---------- Exercise inputs ----------

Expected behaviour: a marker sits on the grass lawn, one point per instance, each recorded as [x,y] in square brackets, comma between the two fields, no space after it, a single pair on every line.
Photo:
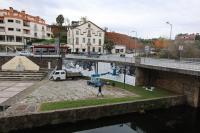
[141,92]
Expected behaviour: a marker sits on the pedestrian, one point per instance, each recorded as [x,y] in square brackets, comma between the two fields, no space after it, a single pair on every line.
[99,91]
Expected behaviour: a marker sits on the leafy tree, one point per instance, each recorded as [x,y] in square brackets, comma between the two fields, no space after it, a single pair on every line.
[197,37]
[60,20]
[108,45]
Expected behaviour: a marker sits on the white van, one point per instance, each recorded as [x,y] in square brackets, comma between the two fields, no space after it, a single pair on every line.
[59,75]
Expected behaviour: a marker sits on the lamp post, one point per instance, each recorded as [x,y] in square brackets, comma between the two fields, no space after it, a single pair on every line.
[170,35]
[135,42]
[170,29]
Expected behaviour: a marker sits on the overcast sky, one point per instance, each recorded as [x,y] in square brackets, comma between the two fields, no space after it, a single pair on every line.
[147,17]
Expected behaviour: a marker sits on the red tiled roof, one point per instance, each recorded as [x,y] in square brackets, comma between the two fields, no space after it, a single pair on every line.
[122,39]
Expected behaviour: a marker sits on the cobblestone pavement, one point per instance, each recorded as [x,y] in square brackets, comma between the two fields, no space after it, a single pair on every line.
[8,89]
[51,91]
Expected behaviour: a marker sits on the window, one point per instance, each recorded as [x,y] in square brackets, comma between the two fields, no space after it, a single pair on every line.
[10,20]
[89,41]
[19,30]
[2,38]
[77,32]
[77,41]
[10,38]
[93,49]
[11,29]
[18,39]
[35,27]
[62,72]
[83,40]
[99,42]
[1,21]
[2,29]
[35,34]
[18,21]
[48,35]
[57,73]
[89,33]
[77,50]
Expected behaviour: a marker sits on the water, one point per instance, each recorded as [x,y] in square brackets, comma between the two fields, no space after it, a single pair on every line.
[173,120]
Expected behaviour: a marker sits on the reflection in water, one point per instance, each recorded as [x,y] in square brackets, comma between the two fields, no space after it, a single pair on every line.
[173,120]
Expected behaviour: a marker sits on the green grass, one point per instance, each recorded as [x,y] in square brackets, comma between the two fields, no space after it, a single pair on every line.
[139,91]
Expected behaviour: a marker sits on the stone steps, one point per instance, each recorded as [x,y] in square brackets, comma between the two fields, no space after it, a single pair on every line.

----------

● **Task to complete**
Lay out the records above as a JSON list of strings, one string per line, starting with the line that contains "Expected behaviour: a marker sits on the water, one" and going on through the last line of the records. Leave out blank lines.

● **Written response**
[
  "Expected behaviour: a marker sits on the water, one point per instance, each recorded as [x,y] in square brackets, comma between the two fields, no space after it, a single pair on every line.",
  "[173,120]",
  "Expected behaviour: a marker sits on the reflection in water, one point per instance, each recorded as [x,y] in square brackets, comma between the two fields, no space after it, a single pair on every line.",
  "[173,120]",
  "Expected behaviour: a marker sits on the green grass, one point per instance, each recorded as [x,y] in square brackets, comma between the two fields, no space after it, a single pair on every line.",
  "[139,91]",
  "Expected behaviour: a marker sits on the stone steps, one point per instance, each recorded as [x,y] in square brackets, comma between the two fields, no space after it, a single pair on every line."
]